Assignment: Would you reproduce all of the entries exactly?
==== Task inputs ====
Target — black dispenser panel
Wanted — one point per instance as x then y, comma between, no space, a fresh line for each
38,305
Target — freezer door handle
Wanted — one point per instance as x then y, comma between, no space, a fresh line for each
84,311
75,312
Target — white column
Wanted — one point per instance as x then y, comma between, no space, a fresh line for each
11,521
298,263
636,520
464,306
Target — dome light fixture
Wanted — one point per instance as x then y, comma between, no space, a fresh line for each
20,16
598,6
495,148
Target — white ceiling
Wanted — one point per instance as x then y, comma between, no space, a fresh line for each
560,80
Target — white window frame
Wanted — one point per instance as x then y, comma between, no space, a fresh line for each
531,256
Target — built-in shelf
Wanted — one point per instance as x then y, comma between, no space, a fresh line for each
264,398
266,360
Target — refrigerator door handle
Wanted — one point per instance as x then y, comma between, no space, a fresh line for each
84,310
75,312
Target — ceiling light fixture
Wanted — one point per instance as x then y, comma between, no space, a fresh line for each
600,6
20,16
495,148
====
Reply:
Target — black dispenser panel
Wanted — one point per instance as x then y, comma between, no space, a fresh line for each
38,305
Target — freezer door handle
Wanted — one point per instance as x then y, comma between, no space, a fresh line for each
84,311
75,312
Target — white column
Wanted — one point per instance as x then y, comma between, no space, a fresh line for each
11,521
298,263
636,520
464,306
Target — dome light fixture
Wanted — one point per instance as x then y, comma between, no space, a fresh line for each
20,16
598,6
495,148
Target — white ceiling
Wanted — one point per instance as x then y, comma between, no space, a fresh line for each
560,80
Target — white window frame
Wanted — one point per instance as x then y, comma between, no space, a fresh line for each
531,256
Target — built-in shelf
Wanted — one point per instance as x then y, comma between, no space, a fresh line for each
264,398
266,360
Target — refrigerator door handle
Wanted — one point per instance as x then y, comma between, no space, a fresh line for each
84,310
75,312
Target — ceiling light fixture
Wanted — one point per instance as x then y, comma between, no space, a fresh line for each
600,6
20,16
495,148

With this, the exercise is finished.